Tengo la certeza de que todo esto es así porque el último día que estuvieron exigieron, y repito: exigieron, que les hiciera el menú de fideuá que suelo hacer y que hice muy a gusto, repito: muy a gusto. Suelo iniciarlo todo con una invitación a sentarse en una mesa provista de, por un lado, un sencillo plato de jamón del cual debe destacar más su acento de palabra aguda que su número de jotas; por el otro, una sencilla ensalada de loyo rosa recién partida sobre la cual descansan unos tomates verdes empapados en aceite de variedad de oliva picual, junto a una crema de vinagre balsámico que simula estar presente tan sólo para sostener a las dos cucharadas de sésamo tostado.

_DATOS PROPORCIONADOS_
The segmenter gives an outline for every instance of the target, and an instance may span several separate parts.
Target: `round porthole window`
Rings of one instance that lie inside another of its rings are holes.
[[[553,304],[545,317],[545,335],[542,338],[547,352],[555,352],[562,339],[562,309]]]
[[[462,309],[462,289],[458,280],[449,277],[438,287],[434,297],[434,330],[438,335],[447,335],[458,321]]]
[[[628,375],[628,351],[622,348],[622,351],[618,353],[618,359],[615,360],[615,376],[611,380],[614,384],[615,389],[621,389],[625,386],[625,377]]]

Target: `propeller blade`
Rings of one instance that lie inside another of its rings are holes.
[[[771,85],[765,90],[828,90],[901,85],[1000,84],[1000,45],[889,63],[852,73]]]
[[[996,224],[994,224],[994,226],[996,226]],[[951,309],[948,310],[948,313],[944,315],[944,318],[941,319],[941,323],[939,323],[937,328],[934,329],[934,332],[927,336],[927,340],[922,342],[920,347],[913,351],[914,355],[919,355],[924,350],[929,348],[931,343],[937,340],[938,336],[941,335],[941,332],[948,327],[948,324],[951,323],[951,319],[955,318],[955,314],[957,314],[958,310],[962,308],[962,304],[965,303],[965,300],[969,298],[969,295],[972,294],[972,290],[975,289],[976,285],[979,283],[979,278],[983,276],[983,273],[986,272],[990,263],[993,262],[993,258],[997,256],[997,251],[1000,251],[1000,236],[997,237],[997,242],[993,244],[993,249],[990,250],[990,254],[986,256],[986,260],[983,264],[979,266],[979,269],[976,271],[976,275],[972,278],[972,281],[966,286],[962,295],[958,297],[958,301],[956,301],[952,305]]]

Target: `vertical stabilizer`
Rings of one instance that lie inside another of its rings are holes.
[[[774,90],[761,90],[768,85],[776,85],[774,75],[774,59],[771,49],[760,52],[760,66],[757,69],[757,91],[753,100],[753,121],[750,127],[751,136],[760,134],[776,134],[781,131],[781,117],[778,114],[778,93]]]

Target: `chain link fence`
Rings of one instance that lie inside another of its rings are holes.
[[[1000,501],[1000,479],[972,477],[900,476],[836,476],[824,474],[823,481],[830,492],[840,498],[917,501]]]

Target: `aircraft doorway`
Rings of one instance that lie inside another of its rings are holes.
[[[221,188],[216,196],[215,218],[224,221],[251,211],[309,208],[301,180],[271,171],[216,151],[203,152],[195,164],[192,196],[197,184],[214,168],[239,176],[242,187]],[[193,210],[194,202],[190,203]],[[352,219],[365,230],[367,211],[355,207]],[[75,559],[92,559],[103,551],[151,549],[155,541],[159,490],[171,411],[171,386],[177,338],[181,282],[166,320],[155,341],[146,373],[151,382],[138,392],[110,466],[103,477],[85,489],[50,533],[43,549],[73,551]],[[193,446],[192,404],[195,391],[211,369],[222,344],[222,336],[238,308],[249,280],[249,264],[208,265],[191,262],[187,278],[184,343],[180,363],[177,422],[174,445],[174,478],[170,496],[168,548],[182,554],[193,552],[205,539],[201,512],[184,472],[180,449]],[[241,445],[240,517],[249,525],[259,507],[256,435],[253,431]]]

_DESCRIPCIÓN DEL EJERCICIO_
Vuelve a escribir, sin cambiar nada, todo lo que va en el fragmento sobre el menú de fideuá desde "Tengo la certeza" hasta "de sésamo tostado.".

_RESULTADO_
Tengo la certeza de que todo esto es así porque el último día que estuvieron exigieron, y repito: exigieron, que les hiciera el menú de fideuá que suelo hacer y que hice muy a gusto, repito: muy a gusto. Suelo iniciarlo todo con una invitación a sentarse en una mesa provista de, por un lado, un sencillo plato de jamón del cual debe destacar más su acento de palabra aguda que su número de jotas; por el otro, una sencilla ensalada de loyo rosa recién partida sobre la cual descansan unos tomates verdes empapados en aceite de variedad de oliva picual, junto a una crema de vinagre balsámico que simula estar presente tan sólo para sostener a las dos cucharadas de sésamo tostado.